■ What you should do
Lines with the word "little" in them are the ones to copy from the records.

■ Data
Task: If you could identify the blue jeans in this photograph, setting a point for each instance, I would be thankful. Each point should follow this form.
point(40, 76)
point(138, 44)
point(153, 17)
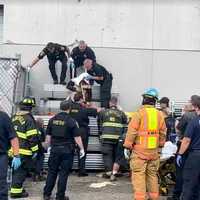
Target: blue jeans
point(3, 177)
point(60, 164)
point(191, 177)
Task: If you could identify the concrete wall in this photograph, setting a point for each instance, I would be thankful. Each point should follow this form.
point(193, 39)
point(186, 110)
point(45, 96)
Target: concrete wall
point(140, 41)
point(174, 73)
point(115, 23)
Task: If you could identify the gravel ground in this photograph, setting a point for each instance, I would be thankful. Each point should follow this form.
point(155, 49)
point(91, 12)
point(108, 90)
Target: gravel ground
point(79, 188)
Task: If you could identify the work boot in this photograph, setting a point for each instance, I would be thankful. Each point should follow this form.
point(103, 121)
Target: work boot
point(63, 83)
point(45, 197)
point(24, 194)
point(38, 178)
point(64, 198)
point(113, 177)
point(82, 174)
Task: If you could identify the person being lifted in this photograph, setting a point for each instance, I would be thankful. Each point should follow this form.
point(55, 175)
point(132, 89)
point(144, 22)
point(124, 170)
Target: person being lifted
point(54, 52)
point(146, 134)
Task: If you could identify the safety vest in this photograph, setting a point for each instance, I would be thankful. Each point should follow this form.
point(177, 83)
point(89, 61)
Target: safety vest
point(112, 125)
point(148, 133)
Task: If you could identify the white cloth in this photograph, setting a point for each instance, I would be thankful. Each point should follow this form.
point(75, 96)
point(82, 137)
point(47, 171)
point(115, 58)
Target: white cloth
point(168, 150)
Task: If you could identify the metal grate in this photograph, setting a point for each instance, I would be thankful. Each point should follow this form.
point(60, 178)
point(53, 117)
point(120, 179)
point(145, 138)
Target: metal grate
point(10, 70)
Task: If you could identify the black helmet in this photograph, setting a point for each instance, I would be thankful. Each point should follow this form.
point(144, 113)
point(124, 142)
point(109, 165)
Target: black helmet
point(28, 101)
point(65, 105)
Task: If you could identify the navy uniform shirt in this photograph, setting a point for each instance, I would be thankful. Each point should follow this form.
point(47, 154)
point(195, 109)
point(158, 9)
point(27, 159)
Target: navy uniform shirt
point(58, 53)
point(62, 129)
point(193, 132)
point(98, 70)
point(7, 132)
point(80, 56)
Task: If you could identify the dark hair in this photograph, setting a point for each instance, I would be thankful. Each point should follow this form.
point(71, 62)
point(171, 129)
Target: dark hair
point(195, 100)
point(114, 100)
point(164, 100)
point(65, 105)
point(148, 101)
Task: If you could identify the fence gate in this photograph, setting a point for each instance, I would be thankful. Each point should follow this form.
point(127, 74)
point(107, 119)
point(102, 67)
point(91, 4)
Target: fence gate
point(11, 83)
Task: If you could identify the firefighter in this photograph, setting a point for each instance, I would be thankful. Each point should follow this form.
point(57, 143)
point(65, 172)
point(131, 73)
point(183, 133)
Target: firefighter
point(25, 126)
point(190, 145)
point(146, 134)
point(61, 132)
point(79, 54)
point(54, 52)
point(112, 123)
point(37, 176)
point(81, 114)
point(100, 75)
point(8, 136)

* * *

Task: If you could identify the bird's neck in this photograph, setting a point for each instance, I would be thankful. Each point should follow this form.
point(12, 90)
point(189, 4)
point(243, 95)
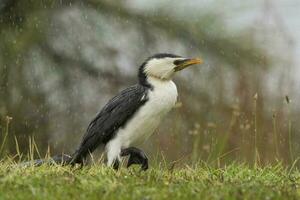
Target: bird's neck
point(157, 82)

...

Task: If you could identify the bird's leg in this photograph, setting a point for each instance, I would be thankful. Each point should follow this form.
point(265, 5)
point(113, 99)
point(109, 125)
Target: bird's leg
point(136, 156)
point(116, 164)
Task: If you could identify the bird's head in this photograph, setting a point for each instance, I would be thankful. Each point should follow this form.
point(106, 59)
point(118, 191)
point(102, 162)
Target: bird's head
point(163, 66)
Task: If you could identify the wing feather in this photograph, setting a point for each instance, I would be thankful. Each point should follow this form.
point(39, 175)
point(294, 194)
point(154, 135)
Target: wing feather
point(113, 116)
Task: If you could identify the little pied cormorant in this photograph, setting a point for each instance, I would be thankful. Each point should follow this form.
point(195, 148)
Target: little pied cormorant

■ Solved problem
Task: If you could identify the little pied cormorant in this photograph, setting a point for each instance, I would be thankful. Each point should follow this form.
Target: little pied cormorant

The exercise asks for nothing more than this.